+++ ENTRIES PROVIDED

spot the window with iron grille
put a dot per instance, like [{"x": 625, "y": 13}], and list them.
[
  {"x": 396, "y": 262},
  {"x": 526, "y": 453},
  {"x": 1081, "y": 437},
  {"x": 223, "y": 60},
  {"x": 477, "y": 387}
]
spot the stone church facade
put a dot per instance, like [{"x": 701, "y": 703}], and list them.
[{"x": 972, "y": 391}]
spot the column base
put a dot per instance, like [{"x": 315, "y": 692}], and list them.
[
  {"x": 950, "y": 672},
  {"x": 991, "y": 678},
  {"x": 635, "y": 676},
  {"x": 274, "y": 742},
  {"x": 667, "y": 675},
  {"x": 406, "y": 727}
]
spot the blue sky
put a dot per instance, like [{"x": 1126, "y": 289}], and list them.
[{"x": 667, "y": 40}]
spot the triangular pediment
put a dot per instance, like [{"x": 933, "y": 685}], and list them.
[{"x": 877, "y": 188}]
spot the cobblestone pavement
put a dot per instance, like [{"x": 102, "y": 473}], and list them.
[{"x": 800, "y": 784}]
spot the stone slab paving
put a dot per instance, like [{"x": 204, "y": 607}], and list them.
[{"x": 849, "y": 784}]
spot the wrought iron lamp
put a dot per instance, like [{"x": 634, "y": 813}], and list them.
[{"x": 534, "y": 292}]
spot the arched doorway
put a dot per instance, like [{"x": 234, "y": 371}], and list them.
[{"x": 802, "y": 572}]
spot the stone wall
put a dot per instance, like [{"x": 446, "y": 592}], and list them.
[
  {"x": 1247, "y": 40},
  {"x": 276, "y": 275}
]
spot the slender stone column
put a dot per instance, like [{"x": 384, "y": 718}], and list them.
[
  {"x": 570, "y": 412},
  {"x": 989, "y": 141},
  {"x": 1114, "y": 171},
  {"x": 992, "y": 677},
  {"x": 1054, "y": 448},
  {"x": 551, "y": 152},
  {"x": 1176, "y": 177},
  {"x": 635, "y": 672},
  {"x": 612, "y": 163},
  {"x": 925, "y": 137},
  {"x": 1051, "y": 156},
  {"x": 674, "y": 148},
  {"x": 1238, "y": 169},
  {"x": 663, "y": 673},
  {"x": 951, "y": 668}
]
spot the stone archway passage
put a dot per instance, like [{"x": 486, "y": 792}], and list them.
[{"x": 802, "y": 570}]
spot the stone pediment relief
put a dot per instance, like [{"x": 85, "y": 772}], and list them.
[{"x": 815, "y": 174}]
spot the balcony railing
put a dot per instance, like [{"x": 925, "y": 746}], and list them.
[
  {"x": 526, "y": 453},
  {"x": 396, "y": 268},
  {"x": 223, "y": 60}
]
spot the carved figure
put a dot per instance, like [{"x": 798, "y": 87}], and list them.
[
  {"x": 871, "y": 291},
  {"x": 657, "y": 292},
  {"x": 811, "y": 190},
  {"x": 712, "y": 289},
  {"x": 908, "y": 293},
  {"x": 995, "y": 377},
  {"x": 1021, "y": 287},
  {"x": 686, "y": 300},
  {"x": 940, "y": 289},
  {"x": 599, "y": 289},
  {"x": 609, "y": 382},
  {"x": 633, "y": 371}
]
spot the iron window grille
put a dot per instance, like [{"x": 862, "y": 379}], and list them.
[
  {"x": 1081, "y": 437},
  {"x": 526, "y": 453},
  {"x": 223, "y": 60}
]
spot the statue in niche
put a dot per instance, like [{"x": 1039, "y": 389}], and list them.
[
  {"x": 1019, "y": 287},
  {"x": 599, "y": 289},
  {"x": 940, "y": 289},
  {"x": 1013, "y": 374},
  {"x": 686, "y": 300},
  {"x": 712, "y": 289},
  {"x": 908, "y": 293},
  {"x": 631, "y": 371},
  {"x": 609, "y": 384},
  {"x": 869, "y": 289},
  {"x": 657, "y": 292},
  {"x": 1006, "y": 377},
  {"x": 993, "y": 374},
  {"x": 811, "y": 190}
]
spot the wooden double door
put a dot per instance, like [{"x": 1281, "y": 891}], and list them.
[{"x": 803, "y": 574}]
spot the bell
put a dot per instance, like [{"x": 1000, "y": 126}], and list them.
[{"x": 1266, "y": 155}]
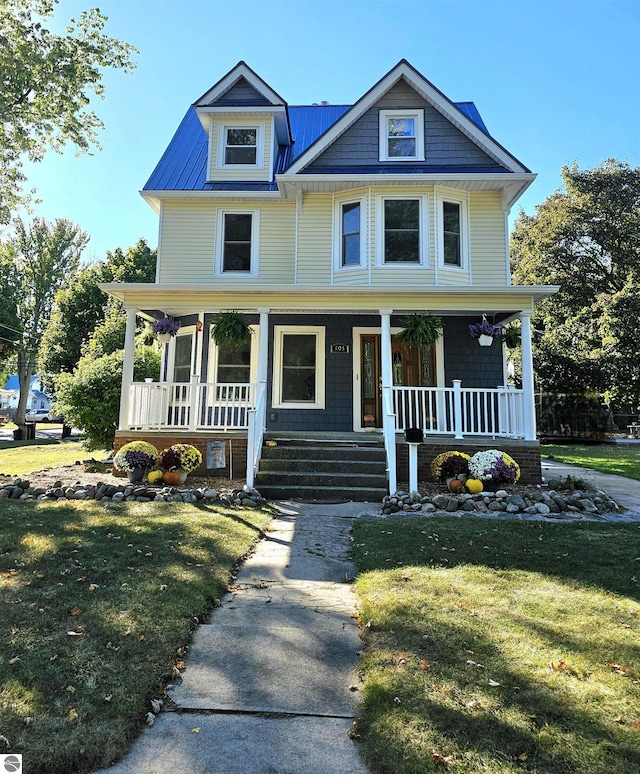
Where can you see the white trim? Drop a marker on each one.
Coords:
(225, 126)
(432, 95)
(384, 116)
(423, 237)
(279, 332)
(212, 365)
(452, 197)
(218, 267)
(338, 204)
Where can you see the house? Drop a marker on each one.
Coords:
(11, 395)
(326, 226)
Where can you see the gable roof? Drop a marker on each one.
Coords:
(459, 114)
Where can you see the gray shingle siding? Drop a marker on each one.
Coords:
(241, 93)
(444, 143)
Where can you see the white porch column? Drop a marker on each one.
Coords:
(528, 392)
(127, 368)
(388, 418)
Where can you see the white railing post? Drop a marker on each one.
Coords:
(457, 408)
(194, 393)
(127, 368)
(527, 378)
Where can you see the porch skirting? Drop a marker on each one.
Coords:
(235, 449)
(525, 453)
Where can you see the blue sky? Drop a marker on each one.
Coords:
(555, 81)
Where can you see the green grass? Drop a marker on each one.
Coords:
(29, 456)
(624, 460)
(97, 603)
(499, 646)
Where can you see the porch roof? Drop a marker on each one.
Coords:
(180, 299)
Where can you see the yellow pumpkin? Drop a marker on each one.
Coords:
(474, 486)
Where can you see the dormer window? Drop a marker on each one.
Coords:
(241, 146)
(401, 135)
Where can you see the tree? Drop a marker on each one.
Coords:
(90, 398)
(586, 239)
(34, 264)
(46, 82)
(81, 307)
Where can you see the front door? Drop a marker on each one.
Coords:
(410, 366)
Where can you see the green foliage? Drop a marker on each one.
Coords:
(420, 330)
(46, 81)
(85, 320)
(90, 398)
(586, 239)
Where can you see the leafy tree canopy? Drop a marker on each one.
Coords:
(586, 239)
(47, 80)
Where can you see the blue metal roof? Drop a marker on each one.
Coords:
(183, 166)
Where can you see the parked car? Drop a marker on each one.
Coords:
(37, 415)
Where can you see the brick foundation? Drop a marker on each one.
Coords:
(525, 453)
(235, 450)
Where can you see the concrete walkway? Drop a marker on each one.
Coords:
(269, 682)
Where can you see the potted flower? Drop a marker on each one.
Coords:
(493, 468)
(182, 459)
(165, 328)
(136, 458)
(450, 465)
(484, 331)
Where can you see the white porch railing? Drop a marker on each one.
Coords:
(190, 406)
(460, 412)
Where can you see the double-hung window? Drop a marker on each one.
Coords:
(401, 135)
(350, 234)
(402, 232)
(237, 242)
(452, 232)
(241, 146)
(299, 367)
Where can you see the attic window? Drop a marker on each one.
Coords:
(401, 135)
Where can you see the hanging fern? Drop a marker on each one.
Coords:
(230, 328)
(420, 330)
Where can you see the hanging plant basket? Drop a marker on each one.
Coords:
(231, 328)
(420, 330)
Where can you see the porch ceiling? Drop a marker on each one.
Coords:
(176, 299)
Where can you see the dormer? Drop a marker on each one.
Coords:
(246, 122)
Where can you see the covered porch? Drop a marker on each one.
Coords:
(450, 409)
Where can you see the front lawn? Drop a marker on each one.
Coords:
(29, 456)
(621, 459)
(97, 604)
(499, 646)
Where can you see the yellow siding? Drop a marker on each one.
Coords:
(315, 240)
(263, 173)
(188, 243)
(488, 239)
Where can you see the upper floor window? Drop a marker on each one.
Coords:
(350, 233)
(401, 135)
(237, 242)
(241, 146)
(453, 232)
(402, 231)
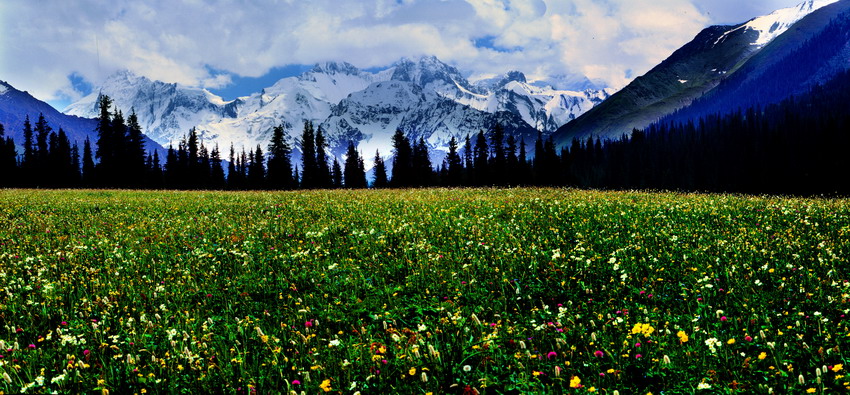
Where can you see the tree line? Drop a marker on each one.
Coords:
(119, 159)
(797, 146)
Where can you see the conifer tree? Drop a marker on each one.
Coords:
(402, 160)
(309, 166)
(453, 166)
(336, 175)
(279, 161)
(88, 175)
(355, 177)
(482, 153)
(421, 163)
(216, 171)
(324, 170)
(380, 172)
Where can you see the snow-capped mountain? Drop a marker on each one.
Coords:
(426, 98)
(771, 26)
(16, 105)
(715, 55)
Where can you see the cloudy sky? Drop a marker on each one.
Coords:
(58, 49)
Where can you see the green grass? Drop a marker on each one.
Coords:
(442, 291)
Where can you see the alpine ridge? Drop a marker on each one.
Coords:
(424, 97)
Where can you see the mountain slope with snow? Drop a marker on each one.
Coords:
(714, 55)
(424, 97)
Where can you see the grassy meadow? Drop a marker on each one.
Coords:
(422, 291)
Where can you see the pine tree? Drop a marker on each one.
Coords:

++++++

PROBLEM TO SOLVE:
Every line above that contains the word "column" should be reported.

YOUR RESPONSE:
spot the column base
spot the slender stone column
Where can you see the white porch column? Drop a marker on each one.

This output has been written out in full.